AIM OF THE EXERCISE - Print out every entry that follows, exactly as written.
START MATERIAL SHOWN
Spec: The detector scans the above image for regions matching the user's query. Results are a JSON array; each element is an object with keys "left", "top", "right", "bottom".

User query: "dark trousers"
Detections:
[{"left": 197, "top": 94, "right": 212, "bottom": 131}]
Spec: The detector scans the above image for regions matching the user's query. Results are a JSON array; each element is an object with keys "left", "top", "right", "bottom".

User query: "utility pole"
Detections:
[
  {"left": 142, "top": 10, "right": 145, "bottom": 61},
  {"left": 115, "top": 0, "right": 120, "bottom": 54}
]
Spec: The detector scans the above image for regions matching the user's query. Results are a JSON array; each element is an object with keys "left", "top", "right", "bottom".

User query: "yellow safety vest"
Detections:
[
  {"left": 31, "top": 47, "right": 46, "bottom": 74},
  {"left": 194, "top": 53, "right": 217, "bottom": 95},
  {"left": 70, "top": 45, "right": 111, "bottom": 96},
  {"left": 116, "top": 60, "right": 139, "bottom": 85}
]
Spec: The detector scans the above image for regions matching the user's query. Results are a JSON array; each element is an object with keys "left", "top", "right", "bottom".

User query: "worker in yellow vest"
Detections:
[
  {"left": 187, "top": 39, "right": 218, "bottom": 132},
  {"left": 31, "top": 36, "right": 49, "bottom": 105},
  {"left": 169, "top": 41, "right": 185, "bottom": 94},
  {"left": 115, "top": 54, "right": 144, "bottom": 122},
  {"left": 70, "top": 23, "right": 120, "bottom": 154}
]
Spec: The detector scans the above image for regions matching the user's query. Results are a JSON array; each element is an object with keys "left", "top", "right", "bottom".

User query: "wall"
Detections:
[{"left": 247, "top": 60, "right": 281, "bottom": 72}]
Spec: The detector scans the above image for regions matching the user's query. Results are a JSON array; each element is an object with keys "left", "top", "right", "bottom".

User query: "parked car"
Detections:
END MATERIAL SHOWN
COMPLETED TASK -
Spec: The detector scans the above image for regions matching the user's query. Results are a JSON array; each element is an object with keys "left", "top", "right", "bottom".

User query: "dark trousers"
Detections:
[{"left": 197, "top": 94, "right": 212, "bottom": 131}]
Spec: The detector scans the above image for regions matching the user's query. Results are a JSON array; each element is an object with keys "left", "top", "right", "bottom".

User query: "utility pole"
Detections:
[
  {"left": 142, "top": 10, "right": 145, "bottom": 61},
  {"left": 115, "top": 0, "right": 120, "bottom": 54}
]
Spec: The detector scans the above image for regions matching the user's query. Results are a JSON array; each element is an object with keys "left", "top", "right", "bottom".

User query: "yellow safety vest"
Detections:
[
  {"left": 31, "top": 47, "right": 46, "bottom": 74},
  {"left": 194, "top": 53, "right": 217, "bottom": 95},
  {"left": 70, "top": 45, "right": 111, "bottom": 96},
  {"left": 116, "top": 60, "right": 139, "bottom": 85}
]
Spec: The detector scans the above image for regions matching the user's query. Results are a JSON array; each element is an object with keys "left", "top", "right", "bottom".

User query: "worker in yellow vest"
Detections:
[
  {"left": 187, "top": 39, "right": 218, "bottom": 132},
  {"left": 31, "top": 36, "right": 49, "bottom": 105},
  {"left": 169, "top": 41, "right": 185, "bottom": 94},
  {"left": 115, "top": 54, "right": 144, "bottom": 122},
  {"left": 70, "top": 23, "right": 120, "bottom": 154}
]
Spec: The detector scans the above image for regions matching the user's query. Results are a JSON array; each element is an object with keys "left", "top", "right", "bottom".

User query: "wall"
Detections:
[{"left": 247, "top": 60, "right": 281, "bottom": 72}]
Spec: The detector scans the above image for regions matching the user's query. Results are a JSON array; each element is an object with keys "left", "top", "right", "bottom".

User query: "parked car"
Detections:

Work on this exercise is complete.